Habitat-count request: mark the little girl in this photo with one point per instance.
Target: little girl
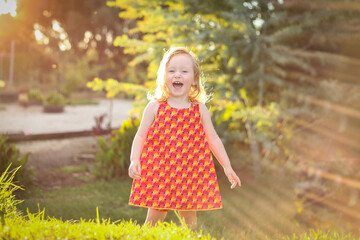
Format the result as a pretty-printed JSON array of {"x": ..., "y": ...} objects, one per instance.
[{"x": 171, "y": 162}]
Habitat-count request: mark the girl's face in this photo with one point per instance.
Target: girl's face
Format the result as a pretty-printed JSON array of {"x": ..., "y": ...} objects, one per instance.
[{"x": 180, "y": 75}]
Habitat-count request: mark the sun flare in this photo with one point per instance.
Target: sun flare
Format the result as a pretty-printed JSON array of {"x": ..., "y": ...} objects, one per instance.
[{"x": 8, "y": 7}]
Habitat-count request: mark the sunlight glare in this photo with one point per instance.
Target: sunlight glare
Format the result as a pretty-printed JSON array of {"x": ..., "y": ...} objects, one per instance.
[{"x": 8, "y": 6}]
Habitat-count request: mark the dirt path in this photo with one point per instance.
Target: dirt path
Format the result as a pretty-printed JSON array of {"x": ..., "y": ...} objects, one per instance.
[
  {"x": 60, "y": 163},
  {"x": 65, "y": 162}
]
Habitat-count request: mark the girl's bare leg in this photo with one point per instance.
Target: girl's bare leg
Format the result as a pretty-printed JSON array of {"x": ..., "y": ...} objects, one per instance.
[
  {"x": 155, "y": 216},
  {"x": 189, "y": 217}
]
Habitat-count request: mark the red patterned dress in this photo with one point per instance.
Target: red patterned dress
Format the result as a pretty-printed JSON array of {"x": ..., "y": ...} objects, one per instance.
[{"x": 177, "y": 169}]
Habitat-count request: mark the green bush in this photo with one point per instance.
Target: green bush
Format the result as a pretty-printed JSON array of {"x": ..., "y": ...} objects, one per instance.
[
  {"x": 10, "y": 159},
  {"x": 35, "y": 96},
  {"x": 113, "y": 156},
  {"x": 7, "y": 198},
  {"x": 55, "y": 99}
]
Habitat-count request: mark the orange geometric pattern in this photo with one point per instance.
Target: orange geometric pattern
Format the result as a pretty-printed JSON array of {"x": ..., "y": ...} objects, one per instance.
[{"x": 177, "y": 169}]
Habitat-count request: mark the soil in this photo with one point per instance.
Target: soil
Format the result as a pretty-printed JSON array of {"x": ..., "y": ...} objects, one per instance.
[{"x": 48, "y": 161}]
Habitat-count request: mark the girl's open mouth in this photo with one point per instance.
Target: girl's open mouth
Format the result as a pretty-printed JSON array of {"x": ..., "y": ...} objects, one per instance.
[{"x": 177, "y": 84}]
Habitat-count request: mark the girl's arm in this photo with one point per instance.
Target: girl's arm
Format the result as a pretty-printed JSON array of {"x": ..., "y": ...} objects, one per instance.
[
  {"x": 139, "y": 139},
  {"x": 217, "y": 147}
]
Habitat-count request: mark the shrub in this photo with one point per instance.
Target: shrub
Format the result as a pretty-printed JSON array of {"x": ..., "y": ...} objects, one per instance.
[
  {"x": 9, "y": 159},
  {"x": 113, "y": 157},
  {"x": 7, "y": 198},
  {"x": 35, "y": 96},
  {"x": 55, "y": 99}
]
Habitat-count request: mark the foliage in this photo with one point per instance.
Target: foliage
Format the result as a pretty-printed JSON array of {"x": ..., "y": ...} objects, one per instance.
[
  {"x": 7, "y": 198},
  {"x": 113, "y": 157},
  {"x": 55, "y": 99},
  {"x": 35, "y": 95},
  {"x": 10, "y": 160},
  {"x": 76, "y": 72},
  {"x": 37, "y": 227}
]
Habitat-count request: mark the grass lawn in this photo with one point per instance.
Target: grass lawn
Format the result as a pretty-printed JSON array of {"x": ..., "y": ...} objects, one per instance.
[{"x": 263, "y": 206}]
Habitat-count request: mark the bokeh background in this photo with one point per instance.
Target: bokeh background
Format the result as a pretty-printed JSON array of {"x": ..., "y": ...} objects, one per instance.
[{"x": 283, "y": 76}]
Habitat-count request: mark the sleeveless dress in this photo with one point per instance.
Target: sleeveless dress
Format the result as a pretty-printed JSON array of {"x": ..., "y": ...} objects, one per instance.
[{"x": 177, "y": 169}]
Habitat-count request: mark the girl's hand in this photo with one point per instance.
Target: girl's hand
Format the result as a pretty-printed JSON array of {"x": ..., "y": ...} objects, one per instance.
[
  {"x": 233, "y": 178},
  {"x": 135, "y": 170}
]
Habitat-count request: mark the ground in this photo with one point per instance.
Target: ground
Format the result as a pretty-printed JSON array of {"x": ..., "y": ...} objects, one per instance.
[
  {"x": 49, "y": 160},
  {"x": 54, "y": 162}
]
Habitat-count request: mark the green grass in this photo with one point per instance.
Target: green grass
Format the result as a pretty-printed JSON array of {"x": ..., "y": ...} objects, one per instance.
[
  {"x": 35, "y": 226},
  {"x": 262, "y": 208}
]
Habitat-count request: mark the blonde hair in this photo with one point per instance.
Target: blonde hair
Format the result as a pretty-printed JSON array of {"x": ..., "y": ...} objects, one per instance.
[{"x": 197, "y": 92}]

----

What to work on: A line counts if it contains the string "soil"; report how many lines in the material do, giving only the number.

Result of this exercise: 2